━━━━━ Rows ━━━━━

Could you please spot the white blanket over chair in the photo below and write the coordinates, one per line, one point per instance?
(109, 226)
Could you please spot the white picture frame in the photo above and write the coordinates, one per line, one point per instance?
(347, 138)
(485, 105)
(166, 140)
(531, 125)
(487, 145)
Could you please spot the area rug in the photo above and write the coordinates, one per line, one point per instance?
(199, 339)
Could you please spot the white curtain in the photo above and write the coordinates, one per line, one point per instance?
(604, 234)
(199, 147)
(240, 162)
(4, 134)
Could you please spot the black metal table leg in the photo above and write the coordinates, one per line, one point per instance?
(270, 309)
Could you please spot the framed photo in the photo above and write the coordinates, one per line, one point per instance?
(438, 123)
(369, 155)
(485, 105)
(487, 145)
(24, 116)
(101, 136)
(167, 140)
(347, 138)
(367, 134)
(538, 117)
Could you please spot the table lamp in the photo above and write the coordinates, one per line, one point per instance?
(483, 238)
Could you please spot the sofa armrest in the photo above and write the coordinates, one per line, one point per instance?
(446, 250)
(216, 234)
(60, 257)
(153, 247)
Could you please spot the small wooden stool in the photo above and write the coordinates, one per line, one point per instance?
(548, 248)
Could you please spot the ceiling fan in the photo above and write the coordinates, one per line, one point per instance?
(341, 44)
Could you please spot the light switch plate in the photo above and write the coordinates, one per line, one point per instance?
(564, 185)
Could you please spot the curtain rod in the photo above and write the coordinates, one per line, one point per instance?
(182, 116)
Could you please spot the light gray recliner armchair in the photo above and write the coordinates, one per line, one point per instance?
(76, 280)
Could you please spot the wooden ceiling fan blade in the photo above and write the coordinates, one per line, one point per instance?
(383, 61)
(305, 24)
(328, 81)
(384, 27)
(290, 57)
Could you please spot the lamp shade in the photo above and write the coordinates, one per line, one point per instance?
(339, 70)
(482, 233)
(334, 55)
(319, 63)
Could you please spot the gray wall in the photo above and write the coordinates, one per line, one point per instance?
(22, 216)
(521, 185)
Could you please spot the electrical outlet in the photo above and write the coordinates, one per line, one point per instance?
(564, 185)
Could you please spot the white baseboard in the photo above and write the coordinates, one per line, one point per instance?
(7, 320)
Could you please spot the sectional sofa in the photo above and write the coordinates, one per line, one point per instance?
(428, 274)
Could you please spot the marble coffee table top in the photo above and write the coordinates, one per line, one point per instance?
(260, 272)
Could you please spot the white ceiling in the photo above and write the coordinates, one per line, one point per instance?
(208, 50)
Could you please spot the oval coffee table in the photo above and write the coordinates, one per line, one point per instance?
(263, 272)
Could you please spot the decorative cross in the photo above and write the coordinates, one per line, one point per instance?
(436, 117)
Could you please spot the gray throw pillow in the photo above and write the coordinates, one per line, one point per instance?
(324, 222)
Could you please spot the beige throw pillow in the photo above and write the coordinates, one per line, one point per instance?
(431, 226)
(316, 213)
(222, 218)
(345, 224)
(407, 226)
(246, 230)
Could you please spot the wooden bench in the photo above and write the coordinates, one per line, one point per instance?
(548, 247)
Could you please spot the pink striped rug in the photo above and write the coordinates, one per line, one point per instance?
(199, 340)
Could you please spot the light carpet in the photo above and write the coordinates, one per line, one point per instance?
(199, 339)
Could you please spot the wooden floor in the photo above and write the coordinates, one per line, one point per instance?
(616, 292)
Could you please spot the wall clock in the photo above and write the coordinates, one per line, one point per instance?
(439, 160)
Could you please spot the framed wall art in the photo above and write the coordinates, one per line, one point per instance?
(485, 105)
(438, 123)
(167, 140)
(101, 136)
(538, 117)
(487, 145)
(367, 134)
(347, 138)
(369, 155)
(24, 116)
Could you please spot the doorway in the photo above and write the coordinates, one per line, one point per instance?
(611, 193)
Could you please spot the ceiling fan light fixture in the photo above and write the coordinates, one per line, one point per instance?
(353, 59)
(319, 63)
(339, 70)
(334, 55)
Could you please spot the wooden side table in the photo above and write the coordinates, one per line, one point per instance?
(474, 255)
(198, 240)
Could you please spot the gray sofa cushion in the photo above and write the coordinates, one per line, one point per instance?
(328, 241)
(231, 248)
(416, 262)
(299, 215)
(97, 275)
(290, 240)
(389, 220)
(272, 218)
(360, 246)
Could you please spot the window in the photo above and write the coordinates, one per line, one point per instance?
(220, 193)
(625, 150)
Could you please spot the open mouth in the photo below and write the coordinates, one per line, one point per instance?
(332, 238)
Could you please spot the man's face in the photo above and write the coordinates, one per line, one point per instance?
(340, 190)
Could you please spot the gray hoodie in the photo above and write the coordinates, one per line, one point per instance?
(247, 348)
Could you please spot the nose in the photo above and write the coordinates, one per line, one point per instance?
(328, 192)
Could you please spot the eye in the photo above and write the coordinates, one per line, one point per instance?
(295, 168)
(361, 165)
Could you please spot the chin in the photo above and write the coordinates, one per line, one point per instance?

━━━━━

> **Problem to solve**
Would you restate each of the entries word for word?

> **Task result**
Could you please spot the white blanket over chair in the photo below and write the coordinates, one per line, one point per instance?
(109, 226)
Could you please spot the white picture frame in the photo above and write the coordinates, one per line, one point per instance?
(347, 138)
(485, 105)
(166, 140)
(531, 125)
(487, 145)
Could you please spot the area rug in the photo above and write the coordinates, one per line, one point per instance?
(199, 339)
Could you please spot the white curtain in the photo above and write the coordinates, one per line, one point per instance?
(604, 234)
(199, 147)
(240, 162)
(4, 134)
Could you please spot the black metal table leg in the photo above and write the coordinates, one per line, one point per instance?
(270, 309)
Could you please spot the framed photo in the photo above and write the coordinates, one per line, one point per instance?
(438, 123)
(369, 155)
(485, 105)
(487, 145)
(24, 116)
(101, 136)
(167, 140)
(347, 138)
(367, 134)
(538, 117)
Could you please spot the table lamp in the photo above and write the coordinates, one per line, one point per instance?
(483, 238)
Could you please spot the sofa armrest in the photo above and write the coordinates, one per line, one point per instance?
(446, 250)
(216, 234)
(60, 257)
(153, 247)
Could you please spot the small wooden stool in the photo above and write the coordinates, one per line, one point per instance?
(548, 248)
Could you please spot the ceiling fan in the photo above and write the coordinates, one per line, one point per instance?
(341, 44)
Could you please spot the light switch plate in the photo above and write the coordinates, one per line, one point per instance?
(564, 185)
Could you please spot the curtain rod in the photo above and write the coordinates, one per line, one point per instance?
(182, 116)
Could you please spot the light gray recliner armchair in the photo above and write the coordinates, one per line, one point per instance?
(76, 280)
Could you please spot the wooden ceiling fan blade in the photo above and write the coordinates, one per line, one point per instance?
(383, 61)
(305, 24)
(328, 81)
(384, 27)
(290, 57)
Could you please spot the lamp shade in the photo above and write the coordinates, one per line, one point per instance?
(339, 70)
(482, 233)
(334, 55)
(319, 63)
Could you please spot the gray wall in the photo above and write the coordinates, one per line, one point per instance?
(22, 216)
(521, 185)
Could you please spot the electrical outlet in the photo above and write the coordinates, one per line, one point per instance?
(564, 185)
Could you please spot the white baseboard in the photo above and write the coordinates, one per line, one point per instance?
(7, 320)
Could you please spot the sectional sofa in the photo above and write the coordinates, one per line, one point per instance?
(428, 274)
Could you please spot the marble coffee table top in the photo above and write the coordinates, one per line, one point per instance?
(260, 272)
Could you please spot the white ceiling in the photo above and write the coordinates, one per line, one point per instance?
(208, 50)
Could you please spot the oval coffee table in the photo above and write the coordinates, one per line, one point per instance?
(263, 272)
Could you please spot the decorative cross in the photo above and write the coordinates, one per line, one point per instance?
(436, 117)
Could you please spot the gray throw pillow in the photo above and write the coordinates, one per line, one point per instance?
(324, 222)
Could you please spot the beige throw pillow in the photo above and write the coordinates, one per line, one point per instance?
(431, 226)
(316, 213)
(222, 218)
(345, 224)
(407, 226)
(246, 230)
Could you please spot the wooden bench in the photo above and write the coordinates, one per line, one point per instance?
(548, 247)
Could you please spot the pink striped rug in the photo above and write the coordinates, one per line, one point per instance?
(199, 340)
Could you please spot the light carpet in the photo above and write the coordinates, one per line, one point per instance?
(199, 339)
Could you please spot the wooden floor in the photo above and write the coordinates, one per line, one point per instance?
(616, 292)
Could you please spot the wall clock in the photo above and write the coordinates, one per line, one point per instance?
(439, 160)
Could you please spot the framed wall art in the photo above and write the coordinates, one per line, one point per instance?
(485, 105)
(438, 123)
(167, 140)
(101, 136)
(538, 117)
(487, 145)
(367, 134)
(347, 138)
(369, 155)
(24, 116)
Could you please spot the doorway in the photo above and write the coordinates, one per line, one point per instance?
(611, 193)
Could you please spot the ceiling fan light fixture in the photo above and write the coordinates, one per line, one point per instance?
(353, 59)
(319, 63)
(339, 70)
(334, 55)
Could you please spot the wooden side table in the photo above and write the coordinates, one per line, one point per instance?
(474, 255)
(198, 240)
Could you please spot the gray sofa cushion in the photo above and write the coordinates, one per line, one point per instance?
(328, 241)
(231, 248)
(416, 262)
(299, 215)
(97, 275)
(290, 240)
(389, 220)
(272, 218)
(360, 246)
Could you please spot the window in the photo above and write the coordinates, one per line, one point per instance?
(220, 193)
(625, 150)
Could you please spot the open mouth in the photo below and write the coordinates, one per line, one point per instance?
(332, 238)
Could you please spot the man's face in the photo above and write the coordinates, one per line, one point per instance?
(340, 190)
Could you please spot the gray hoodie in the photo above and write the coordinates, one per line, one point per instance?
(247, 348)
Could you please spot the nose in the photo above and write the coordinates, one per line, one point per instance?
(328, 192)
Could you please spot the eye in the photo above and write the coordinates, one per line, one point per instance?
(295, 168)
(361, 165)
Could you please spot the chin in the photo above and write the coordinates, one per line, one point per instance?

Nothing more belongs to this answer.